Exercise tasks >>
• a. Echo the IBM Watson Health passage from "International Business Machines" up to and including "blank check company.".
• b. List every company in the IBM Watson Health passage whose name includes "Corp." or "Inc".

BEGIN Supplied passage

International Business Machines (IBM) Corp. is considering a sale of its IBM Watson Health Business. Someone with knowledge of the matter said that it is a move that will help newly appointed Chief Executive Officer Arvind Krishna focus on the speedily growing cloud computing operations.
Deliberations are at an initial level, and the company might not pursue such a deal, said the person, who was asked not to be identified discussing private talks. According to The Wall Street Journal, IBM is exploring a range of alternatives, right from the sale to a private equity firm or a merger with a blank check company.
IBM has put constant efforts to boost its share of revenue from hybrid-cloud software and services. It helps customers in storing data in private servers and multiple public clouds, including rivals Amazon.com Inc and Microsoft Corp. And IBM bought Red Hat for USD 34 billion in 2018 to boost the effort of storing data.

END Supplied passage
BEGIN Recorded information

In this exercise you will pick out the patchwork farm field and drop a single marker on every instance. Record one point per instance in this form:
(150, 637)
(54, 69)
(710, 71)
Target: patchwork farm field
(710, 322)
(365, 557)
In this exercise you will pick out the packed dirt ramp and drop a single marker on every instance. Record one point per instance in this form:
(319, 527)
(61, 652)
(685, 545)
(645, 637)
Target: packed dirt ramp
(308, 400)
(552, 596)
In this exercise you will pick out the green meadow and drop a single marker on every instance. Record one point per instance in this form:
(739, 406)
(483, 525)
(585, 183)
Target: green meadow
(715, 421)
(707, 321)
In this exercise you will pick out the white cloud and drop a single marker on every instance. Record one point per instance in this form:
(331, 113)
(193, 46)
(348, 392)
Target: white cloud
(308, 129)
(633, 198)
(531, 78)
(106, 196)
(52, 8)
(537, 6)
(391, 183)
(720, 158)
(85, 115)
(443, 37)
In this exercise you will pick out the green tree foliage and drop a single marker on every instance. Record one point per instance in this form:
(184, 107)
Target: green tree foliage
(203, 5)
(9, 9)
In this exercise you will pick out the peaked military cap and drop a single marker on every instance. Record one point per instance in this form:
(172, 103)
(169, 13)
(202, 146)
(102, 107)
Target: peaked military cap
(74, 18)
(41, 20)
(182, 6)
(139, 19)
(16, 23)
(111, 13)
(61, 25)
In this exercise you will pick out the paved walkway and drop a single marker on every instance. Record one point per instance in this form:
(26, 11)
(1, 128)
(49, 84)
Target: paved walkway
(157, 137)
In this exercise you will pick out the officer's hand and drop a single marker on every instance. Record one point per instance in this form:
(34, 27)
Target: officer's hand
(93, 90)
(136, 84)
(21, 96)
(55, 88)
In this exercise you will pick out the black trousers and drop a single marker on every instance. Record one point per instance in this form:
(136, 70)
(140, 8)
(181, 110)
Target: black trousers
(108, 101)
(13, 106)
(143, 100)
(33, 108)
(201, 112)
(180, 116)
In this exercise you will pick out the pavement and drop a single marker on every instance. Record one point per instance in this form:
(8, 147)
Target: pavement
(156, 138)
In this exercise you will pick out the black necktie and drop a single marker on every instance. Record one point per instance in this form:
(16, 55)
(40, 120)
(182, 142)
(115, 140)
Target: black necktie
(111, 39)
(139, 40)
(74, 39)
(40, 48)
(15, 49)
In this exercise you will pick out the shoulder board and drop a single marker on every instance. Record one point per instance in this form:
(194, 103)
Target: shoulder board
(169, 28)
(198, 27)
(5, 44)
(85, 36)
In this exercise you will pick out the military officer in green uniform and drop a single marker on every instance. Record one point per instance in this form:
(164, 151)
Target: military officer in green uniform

END Recorded information

Responses to the tasks >>
• a.
International Business Machines (IBM) Corp. is considering a sale of its IBM Watson Health Business. Someone with knowledge of the matter said that it is a move that will help newly appointed Chief Executive Officer Arvind Krishna focus on the speedily growing cloud computing operations.
Deliberations are at an initial level, and the company might not pursue such a deal, said the person, who was asked not to be identified discussing private talks. According to The Wall Street Journal, IBM is exploring a range of alternatives, right from the sale to a private equity firm or a merger with a blank check company.

• b.
International Business Machines (IBM) Corp.
Amazon.com Inc
Microsoft Corp.